**Passage source**:
· · · · · · ·

Et là tu te dis, quoi, comment, une journaliste ne doit-elle pas sans cesse enrichir ses « relations » et son « carnet d’adresses »? Une journaliste doit surtout savoir identifier les personnes qui peuvent l’informer, l’éclairer, l’aider à répondre aux questions qu’elle a décidé d’explorer. On ne tombe pas dessus miraculeusement en restant planté une coupe à la main, un sourire à la bouche.

Il en va de même pour les opportunités professionnelles. Ce n’est pas en disant bonjour à trois célébrités que l’on trouve du boulot. Pour cela, plus que les relations ce qui compte c’est d’avoir un réseau. Fondé essentiellement sur la reconnaissance de mon travail, le mien n’a jamais été étendu mais il s’est avéré solide.

C’est lui qui va me reconnecter à la télévision, ce n’est pas cette rencontre avec Mr Le Lay. Que je verse au dossier des innombrables farces que m’a réservées l’existence.

Ecrire pour l’oeil ou pour la bouche

Depuis que j’ai commencé à te raconter cette histoire, je ne fouille pas que ma mémoire. Je passe des heures dans les cartons, à rechercher des pièces à conviction, et ce que je retrouve n’est jamais ce que je crois avoir gardé.

· · · · · · ·

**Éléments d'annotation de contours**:

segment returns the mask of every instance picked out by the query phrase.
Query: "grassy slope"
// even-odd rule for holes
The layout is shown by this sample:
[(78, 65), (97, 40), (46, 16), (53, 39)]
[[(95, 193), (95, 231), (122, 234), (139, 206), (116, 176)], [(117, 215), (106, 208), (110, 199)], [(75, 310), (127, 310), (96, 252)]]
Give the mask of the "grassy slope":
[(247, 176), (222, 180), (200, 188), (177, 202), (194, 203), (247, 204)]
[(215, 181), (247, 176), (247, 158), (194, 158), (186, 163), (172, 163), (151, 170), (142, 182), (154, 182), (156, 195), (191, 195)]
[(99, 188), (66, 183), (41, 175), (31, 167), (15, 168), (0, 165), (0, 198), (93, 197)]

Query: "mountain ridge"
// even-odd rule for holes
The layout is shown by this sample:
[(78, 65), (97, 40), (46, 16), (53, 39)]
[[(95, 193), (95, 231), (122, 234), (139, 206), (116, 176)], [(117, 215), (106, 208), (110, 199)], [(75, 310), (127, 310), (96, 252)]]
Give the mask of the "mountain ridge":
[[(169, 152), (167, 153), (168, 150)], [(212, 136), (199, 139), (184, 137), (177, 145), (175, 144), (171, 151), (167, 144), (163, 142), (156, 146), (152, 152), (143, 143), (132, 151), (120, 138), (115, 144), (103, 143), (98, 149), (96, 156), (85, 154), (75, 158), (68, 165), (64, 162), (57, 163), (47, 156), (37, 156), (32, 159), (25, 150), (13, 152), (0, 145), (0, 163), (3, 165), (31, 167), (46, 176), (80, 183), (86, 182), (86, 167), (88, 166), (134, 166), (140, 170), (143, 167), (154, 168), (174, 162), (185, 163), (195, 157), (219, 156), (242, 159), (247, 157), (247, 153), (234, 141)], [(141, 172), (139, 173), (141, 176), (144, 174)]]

· · · · · · ·

**Travail demandé**:
Poursuivez le passage source sur le métier de journaliste en reprenant après sa dernière phrase.

**La réponse**:
Je viens de tomber sur un paquet de conducteurs (le conducteur, c’est la trame de l’émission couchée sur du papier, ce dont on se sert au micro mais aussi en régie, pour savoir quand il faut envoyer un son, une chanson…).

Ce sont ceux de « Par monts et par mots », l’émission qui remplace « A mots découverts » sur la grille d’été de Radio Bleue en 98.

C’est un projet qui n’est pas du tout adapté aux moyens dont nous disposons, et en décidant de le mener à bien, je nous impose un travail de titan, à Françoise et à moi.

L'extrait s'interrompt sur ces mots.